DOCUMENT:
What does having the primary key as the last column in a composite secondary index in an InnoDB table do?

No. If your table has the InnoDB engine and the PRIMARY KEY is (pet_id), then defining a secondary index as (person_id) or (person_id, pet_id) makes no difference.

The index includes the pet_id column as well so values are sorted as (person_id, pet_id) in both cases.

A query like the one you have:

SELECT pet_id FROM yourtable 
WHERE person_id = 127 
ORDER BY pet_id ;

will need to access only the index to get the values and even more, it won't need to do any sort, as the pet_id values are already sorted in the index. You can verify this by looking at the execution plans (EXPLAIN):

First, we try with a MyISAM table:

 CREATE TABLE table pets 
 ( pet_id int not null auto_increment PRIMARY KEY, 
   person_id int not null, 
   INDEX person_ix (person_id)
 ) ENGINE = myisam ;

INSERT INTO pets (person_id) 
VALUES (1),(2),(3),(1),(2),(3),(4),(1),(8),(1),(2),(3) ;

mysql> EXPLAIN SELECT pet_id FROM pets 
               WHERE person_id = 2  
               ORDER BY pet_id asc \G
*************************** 1. row ***************************
           id: 1
  select_type: SIMPLE
        table: pets
         type: ref
possible_keys: person_ix
          key: person_ix
      key_len: 4
          ref: const
         rows: 3
        Extra: Using where; Using filesort
1 row in set (0.00 sec)

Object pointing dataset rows
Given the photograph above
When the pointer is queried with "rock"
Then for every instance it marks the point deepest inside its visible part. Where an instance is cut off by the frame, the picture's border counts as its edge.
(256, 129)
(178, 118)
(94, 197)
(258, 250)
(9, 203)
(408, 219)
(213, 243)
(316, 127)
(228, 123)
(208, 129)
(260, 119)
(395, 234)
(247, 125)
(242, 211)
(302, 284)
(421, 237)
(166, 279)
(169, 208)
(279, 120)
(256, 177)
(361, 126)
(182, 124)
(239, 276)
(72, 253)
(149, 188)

WHAT THE TASK ASKS:
Reproduce the passage of the InnoDB index text between "will need to" and "INTO pets (person_id)", inclusive.

TASK SOLUTION:
will need to access only the index to get the values and even more, it won't need to do any sort, as the pet_id values are already sorted in the index. You can verify this by looking at the execution plans (EXPLAIN):

First, we try with a MyISAM table:

 CREATE TABLE table pets 
 ( pet_id int not null auto_increment PRIMARY KEY, 
   person_id int not null, 
   INDEX person_ix (person_id)
 ) ENGINE = myisam ;

INSERT INTO pets (person_id)